TASK GOAL> From the rows below, pull out every line that contains the word "collar" and copy each one unchanged.

RECORDS TO PROCESS>
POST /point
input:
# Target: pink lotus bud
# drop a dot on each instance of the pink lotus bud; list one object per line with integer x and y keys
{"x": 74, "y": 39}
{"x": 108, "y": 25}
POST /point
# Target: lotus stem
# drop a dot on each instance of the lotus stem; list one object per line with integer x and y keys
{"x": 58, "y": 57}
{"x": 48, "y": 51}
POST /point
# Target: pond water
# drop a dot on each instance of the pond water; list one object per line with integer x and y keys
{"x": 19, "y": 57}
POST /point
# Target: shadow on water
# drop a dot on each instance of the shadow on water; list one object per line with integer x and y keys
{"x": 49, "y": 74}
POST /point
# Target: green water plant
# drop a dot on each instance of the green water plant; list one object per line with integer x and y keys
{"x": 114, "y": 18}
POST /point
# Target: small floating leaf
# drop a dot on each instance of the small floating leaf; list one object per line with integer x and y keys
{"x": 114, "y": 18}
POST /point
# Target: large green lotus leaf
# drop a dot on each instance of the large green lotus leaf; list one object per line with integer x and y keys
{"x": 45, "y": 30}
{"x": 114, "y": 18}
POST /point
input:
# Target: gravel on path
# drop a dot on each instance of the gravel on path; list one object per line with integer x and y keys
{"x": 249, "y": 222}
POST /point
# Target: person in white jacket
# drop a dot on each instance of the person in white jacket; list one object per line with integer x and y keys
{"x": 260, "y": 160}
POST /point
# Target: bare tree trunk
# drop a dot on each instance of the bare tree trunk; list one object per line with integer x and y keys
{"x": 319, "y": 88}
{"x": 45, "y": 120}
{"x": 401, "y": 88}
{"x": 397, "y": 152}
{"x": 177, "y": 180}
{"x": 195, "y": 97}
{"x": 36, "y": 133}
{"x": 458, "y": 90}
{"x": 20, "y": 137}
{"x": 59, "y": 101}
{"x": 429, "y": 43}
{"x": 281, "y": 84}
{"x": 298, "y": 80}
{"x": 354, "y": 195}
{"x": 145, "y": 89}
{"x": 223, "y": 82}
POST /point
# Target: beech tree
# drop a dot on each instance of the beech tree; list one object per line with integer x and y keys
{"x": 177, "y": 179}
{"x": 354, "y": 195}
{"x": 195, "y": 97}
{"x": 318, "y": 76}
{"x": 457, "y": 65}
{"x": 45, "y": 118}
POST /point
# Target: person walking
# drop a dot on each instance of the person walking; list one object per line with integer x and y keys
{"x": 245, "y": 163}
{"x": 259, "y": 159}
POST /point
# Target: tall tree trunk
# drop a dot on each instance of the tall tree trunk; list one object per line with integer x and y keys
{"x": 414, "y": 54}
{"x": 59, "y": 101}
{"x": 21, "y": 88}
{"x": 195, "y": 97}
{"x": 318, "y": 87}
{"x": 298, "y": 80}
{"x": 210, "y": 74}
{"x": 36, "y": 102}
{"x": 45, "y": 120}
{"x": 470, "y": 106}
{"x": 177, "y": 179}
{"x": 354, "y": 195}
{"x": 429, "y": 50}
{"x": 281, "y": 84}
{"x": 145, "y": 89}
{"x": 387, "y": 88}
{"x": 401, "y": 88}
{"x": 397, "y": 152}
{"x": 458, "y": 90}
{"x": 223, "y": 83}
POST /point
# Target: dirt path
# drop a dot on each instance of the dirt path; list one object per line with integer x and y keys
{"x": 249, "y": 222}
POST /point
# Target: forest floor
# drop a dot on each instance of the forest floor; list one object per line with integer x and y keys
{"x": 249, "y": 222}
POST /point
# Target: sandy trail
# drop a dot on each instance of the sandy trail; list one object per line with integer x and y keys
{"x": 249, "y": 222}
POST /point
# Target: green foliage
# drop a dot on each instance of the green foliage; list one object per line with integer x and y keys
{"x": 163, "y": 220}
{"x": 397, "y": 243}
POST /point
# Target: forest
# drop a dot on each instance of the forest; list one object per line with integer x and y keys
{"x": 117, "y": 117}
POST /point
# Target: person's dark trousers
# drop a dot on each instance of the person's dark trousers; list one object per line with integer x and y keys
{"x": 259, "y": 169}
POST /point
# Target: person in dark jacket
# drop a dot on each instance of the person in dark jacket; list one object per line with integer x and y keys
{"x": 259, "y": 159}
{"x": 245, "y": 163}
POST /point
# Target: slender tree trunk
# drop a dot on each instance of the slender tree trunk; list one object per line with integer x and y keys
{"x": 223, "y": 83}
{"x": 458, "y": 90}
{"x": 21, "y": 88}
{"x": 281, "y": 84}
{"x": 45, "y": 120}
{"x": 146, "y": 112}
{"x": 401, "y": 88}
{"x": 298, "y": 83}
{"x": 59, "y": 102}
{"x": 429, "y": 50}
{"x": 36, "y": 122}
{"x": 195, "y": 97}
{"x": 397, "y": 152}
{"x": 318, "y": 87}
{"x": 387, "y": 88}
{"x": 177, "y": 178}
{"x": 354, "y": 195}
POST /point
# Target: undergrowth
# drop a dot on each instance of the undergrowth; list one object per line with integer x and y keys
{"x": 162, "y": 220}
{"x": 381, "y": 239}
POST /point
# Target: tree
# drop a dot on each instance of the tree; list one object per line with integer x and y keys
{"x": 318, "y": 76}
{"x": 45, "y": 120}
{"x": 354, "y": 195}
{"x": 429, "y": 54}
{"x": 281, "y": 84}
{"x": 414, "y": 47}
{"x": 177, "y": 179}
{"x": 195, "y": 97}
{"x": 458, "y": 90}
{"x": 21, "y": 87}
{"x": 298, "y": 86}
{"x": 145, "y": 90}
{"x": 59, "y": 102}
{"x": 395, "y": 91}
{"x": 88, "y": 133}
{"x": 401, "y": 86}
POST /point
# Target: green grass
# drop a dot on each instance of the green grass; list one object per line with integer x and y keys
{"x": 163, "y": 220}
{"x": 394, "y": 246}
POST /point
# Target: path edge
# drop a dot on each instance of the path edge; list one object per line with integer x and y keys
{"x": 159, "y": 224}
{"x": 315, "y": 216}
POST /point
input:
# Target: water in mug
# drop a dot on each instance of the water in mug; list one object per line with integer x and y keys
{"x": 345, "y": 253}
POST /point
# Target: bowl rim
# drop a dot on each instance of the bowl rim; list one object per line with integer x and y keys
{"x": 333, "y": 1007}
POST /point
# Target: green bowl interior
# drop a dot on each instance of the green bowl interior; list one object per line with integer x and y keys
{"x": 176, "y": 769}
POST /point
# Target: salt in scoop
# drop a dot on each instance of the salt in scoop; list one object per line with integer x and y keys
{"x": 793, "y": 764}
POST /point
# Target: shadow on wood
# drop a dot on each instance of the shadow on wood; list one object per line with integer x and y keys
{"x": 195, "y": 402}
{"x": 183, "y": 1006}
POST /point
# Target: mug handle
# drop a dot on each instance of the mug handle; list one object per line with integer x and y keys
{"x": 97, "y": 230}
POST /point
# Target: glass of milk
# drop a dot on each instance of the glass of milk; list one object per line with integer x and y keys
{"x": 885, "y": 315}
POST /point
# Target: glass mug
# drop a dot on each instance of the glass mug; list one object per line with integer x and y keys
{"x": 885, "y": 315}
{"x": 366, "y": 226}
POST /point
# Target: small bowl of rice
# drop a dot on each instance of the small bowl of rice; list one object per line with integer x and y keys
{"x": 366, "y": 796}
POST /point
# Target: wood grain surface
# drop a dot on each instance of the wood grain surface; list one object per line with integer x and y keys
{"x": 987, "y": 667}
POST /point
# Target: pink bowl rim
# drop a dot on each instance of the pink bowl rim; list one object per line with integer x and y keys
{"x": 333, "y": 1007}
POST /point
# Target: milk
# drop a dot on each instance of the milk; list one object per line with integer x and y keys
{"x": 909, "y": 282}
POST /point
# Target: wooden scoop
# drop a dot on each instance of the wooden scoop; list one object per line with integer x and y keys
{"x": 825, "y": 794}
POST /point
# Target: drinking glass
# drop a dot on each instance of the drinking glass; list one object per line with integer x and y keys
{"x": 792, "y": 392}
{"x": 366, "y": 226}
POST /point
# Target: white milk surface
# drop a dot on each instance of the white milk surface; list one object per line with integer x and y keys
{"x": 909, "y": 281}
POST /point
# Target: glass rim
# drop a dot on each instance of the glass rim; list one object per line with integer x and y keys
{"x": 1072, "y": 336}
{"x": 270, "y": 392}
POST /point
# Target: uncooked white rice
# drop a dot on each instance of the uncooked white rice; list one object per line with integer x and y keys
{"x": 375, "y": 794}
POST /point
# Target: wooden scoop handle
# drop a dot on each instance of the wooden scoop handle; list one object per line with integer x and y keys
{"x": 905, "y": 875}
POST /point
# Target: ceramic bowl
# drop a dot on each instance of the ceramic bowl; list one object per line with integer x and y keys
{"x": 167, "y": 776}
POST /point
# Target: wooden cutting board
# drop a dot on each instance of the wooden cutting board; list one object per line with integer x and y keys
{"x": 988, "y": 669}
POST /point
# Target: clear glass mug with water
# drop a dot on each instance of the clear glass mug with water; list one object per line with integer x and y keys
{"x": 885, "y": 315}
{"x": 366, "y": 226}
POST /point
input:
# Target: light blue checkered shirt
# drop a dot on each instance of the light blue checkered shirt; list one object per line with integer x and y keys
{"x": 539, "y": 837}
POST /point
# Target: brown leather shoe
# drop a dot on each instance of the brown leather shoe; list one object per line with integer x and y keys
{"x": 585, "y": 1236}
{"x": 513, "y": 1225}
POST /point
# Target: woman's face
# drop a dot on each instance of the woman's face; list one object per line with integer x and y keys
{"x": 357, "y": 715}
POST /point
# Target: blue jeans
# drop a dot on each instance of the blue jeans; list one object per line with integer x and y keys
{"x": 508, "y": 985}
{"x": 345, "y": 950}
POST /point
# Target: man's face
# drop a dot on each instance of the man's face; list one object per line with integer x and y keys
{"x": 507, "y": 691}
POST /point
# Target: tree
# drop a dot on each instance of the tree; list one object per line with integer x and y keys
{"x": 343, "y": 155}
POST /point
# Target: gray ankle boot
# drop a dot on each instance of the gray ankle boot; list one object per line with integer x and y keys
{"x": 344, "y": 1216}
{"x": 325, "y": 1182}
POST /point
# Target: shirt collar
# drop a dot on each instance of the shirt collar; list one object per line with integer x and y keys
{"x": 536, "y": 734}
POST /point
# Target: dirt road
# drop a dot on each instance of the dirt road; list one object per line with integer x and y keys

THE RESPONSE>
# Target: shirt collar
# drop a dot on each instance of the shirt collar; list one object per line with integer x and y keys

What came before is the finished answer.